* YOUR TASK *
Rewrite the listing from its first line through the line that contains "0 323 265 492", keeping every request line. Shift each bounding box coordinate up by adding 39 to it.

Excerpts of bounding box data

────────────────────────────────────────

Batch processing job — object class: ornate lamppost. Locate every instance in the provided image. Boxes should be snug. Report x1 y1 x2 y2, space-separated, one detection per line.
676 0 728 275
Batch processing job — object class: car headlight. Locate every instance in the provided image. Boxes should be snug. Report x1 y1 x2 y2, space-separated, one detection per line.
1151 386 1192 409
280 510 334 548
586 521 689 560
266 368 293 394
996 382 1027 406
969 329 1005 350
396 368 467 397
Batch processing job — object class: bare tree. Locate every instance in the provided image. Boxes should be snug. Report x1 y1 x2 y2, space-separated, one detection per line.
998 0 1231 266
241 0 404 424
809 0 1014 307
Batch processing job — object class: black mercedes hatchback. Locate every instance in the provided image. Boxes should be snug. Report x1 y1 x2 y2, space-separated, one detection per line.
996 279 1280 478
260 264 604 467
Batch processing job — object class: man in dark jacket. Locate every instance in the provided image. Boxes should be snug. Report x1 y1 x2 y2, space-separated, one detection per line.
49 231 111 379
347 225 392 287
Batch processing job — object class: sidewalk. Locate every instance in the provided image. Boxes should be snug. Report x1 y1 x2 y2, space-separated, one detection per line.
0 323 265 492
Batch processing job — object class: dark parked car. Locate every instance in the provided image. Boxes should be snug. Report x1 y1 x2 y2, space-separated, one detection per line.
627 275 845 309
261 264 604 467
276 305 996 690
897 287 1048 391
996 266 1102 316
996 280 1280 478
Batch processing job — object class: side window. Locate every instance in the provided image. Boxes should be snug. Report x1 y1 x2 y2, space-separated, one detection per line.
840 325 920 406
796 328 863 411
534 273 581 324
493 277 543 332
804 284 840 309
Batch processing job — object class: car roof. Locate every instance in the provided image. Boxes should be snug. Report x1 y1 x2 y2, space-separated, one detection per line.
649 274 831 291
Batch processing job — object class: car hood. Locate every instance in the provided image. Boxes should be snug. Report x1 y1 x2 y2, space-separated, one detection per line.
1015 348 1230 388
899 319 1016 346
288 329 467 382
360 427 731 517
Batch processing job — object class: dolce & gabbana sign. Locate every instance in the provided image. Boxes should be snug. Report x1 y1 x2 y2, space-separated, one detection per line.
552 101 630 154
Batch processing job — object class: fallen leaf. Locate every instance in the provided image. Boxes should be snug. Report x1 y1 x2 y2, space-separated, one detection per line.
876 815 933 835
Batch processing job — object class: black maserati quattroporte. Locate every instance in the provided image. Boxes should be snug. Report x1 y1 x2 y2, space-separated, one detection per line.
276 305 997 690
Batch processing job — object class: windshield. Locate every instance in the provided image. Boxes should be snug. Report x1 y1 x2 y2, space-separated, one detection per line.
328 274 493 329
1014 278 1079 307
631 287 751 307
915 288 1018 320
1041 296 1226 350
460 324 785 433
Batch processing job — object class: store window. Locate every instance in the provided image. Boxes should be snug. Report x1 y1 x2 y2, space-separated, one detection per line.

────────────────────────────────────────

* WORKED SOLUTION *
Batch processing job — object class: ornate lamppost. Locate every instance in the provided image. Boxes should be snug. Report x1 y1 x2 y2, space-separated, one detection per line.
715 39 767 314
Batch processing job — object class: car headlight. Locate every instance in the provided image. Boxes should be snug. Report x1 y1 x2 y2, space-separated, one detection per line.
1190 425 1231 448
319 549 373 587
625 560 728 599
305 407 332 433
1035 421 1066 445
1008 368 1044 389
435 407 506 436
Batch processing job — object class: bare tree. Locate every instance in the provided image. Boxes should be snug. Report x1 y1 x2 y2, space-separated, one detection per line.
1037 39 1270 305
280 39 443 463
848 39 1053 346
Batch processing job — object class: black mercedes hatchback. Locate every instance in the provided image. Boxes should be snug. Report x1 y1 x2 y2, space-separated, one detection per line.
1035 318 1319 517
299 303 643 506
Batch processing job — object class: man in dark jacket. Locate every instance in the provided image. Boxes should be snug. Report x1 y1 x2 y2, space-separated, one detection per line.
88 270 150 418
386 264 431 326
Batch processing job — object class: sidewalk. Locate every instance in the provided image. Boxes should be snug. Report x1 y1 x2 y2, space-separated, one detection per line.
39 362 304 531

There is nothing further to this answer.